Do this:
In the tax services page, which business structures do the firm's senior tax people have experience with?

Business Tax Planning
We take an active role in the reduction of your business taxes.
Saving taxes while also limiting the risk of going through an IRS tax audit is what drives most business owners’ tax decisions. Dugan & Lopatka CPA’s approach is to take an active role in the reduction of federal, state and local taxes. We do this by bringing various tax strategies to your attention. This includes an obligation on our part to educate you on the pros and cons of alternative strategies. From our perspective, paying taxes is part of operating a profitable business. However, paying more taxes than is necessary under the tax law is a waste of your resources.
Dugan & Lopatka’s senior tax people have substantial experience and training in complex areas of business taxation, whether that applies to corporate, partnership, or LLC structures. We keep abreast of the changing tax laws and we keep our clients informed of current tax issues, new regulations and planning opportunities.
Although we are a local firm, Dugan & Lopatka works with many companies that have locations throughout the country and around the world. Because of this, we have developed a high level of expertise regarding state and local taxes. This expertise extends beyond the mere preparation of such tax returns to the planning needed to minimize the total state and local tax burden.
Individual Tax Return Preparation
Save time. Save money.
When we asked our clients why they use Dugan & Lopatka to prepare their tax returns, the answers varied, but two common themes emerged:
Time Savings. Tax returns are complex. They also take a considerable amount of time to prepare when you only do them one time each year. Our clients appreciate the additional time made available to them to spend on other activities by avoiding the time investment needed to accurately complete the numerous tax forms required to file an individual income tax return, at both the federal and state level.

Recorded information:
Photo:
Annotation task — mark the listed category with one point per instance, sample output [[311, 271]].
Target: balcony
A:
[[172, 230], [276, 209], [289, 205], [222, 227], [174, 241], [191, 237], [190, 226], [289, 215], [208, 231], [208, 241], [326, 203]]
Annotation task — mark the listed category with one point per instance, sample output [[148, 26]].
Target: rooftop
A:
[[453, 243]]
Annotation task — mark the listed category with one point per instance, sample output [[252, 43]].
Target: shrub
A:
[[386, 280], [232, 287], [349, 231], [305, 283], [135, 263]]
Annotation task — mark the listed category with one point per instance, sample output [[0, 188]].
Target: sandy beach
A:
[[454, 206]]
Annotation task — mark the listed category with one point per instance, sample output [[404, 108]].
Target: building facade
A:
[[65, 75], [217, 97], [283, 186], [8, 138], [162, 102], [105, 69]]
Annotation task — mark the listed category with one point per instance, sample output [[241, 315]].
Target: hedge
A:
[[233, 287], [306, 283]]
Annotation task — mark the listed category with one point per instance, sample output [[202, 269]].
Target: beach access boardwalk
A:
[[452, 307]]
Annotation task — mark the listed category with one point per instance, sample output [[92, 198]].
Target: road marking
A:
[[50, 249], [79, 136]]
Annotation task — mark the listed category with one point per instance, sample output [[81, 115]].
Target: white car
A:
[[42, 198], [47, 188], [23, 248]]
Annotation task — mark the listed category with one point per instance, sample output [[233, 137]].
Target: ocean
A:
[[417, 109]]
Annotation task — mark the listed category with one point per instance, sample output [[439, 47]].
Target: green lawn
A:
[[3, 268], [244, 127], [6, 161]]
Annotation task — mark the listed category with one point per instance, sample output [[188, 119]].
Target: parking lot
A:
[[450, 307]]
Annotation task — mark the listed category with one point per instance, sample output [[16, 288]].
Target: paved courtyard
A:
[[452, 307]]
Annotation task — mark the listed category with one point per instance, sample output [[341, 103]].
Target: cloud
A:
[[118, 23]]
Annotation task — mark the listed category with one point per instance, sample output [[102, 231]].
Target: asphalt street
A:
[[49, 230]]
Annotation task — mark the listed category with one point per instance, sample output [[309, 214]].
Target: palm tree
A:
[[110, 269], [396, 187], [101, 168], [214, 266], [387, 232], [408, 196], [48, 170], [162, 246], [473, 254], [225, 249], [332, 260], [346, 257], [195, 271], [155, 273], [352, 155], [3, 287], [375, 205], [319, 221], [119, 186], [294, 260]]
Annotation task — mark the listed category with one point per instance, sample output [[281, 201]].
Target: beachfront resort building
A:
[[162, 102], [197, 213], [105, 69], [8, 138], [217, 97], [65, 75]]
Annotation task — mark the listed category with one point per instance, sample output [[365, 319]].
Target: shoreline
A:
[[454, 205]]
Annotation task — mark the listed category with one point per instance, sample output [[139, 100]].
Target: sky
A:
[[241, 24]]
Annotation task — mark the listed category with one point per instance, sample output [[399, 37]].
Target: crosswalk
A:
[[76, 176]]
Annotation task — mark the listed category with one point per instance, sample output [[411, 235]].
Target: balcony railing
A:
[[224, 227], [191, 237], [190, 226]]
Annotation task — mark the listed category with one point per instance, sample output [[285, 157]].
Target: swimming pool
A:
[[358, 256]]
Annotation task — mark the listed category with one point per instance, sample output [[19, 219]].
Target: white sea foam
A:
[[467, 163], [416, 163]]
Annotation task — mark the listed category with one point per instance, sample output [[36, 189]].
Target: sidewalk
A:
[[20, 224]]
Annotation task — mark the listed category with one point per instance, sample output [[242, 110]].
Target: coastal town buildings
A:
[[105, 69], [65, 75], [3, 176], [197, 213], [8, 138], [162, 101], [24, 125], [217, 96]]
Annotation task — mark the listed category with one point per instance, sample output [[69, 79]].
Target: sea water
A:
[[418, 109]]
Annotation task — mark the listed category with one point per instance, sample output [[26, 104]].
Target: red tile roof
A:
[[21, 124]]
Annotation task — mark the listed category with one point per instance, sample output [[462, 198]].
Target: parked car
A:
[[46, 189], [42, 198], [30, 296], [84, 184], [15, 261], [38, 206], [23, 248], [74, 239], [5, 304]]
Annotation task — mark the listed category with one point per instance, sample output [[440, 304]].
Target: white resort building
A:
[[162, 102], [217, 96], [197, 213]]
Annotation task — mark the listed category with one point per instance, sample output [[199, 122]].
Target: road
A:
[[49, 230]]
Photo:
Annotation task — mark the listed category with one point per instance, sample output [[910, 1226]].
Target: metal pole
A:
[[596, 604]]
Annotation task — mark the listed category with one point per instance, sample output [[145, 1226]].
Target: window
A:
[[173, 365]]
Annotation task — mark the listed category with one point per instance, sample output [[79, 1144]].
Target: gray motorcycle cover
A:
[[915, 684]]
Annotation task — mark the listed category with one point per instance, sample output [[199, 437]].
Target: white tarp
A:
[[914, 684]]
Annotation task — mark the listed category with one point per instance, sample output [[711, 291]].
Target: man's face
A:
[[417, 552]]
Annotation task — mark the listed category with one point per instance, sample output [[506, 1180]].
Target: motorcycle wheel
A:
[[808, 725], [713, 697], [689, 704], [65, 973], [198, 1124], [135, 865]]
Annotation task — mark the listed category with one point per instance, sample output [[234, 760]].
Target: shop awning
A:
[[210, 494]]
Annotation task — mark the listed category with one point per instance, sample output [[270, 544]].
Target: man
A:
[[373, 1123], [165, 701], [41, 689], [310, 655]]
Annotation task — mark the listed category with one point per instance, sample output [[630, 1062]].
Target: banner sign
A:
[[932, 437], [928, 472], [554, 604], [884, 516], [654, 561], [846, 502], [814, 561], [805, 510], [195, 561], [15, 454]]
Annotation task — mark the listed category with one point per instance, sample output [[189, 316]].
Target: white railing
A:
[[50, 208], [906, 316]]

Result for this task:
Corporate, partnership, and LLC structures.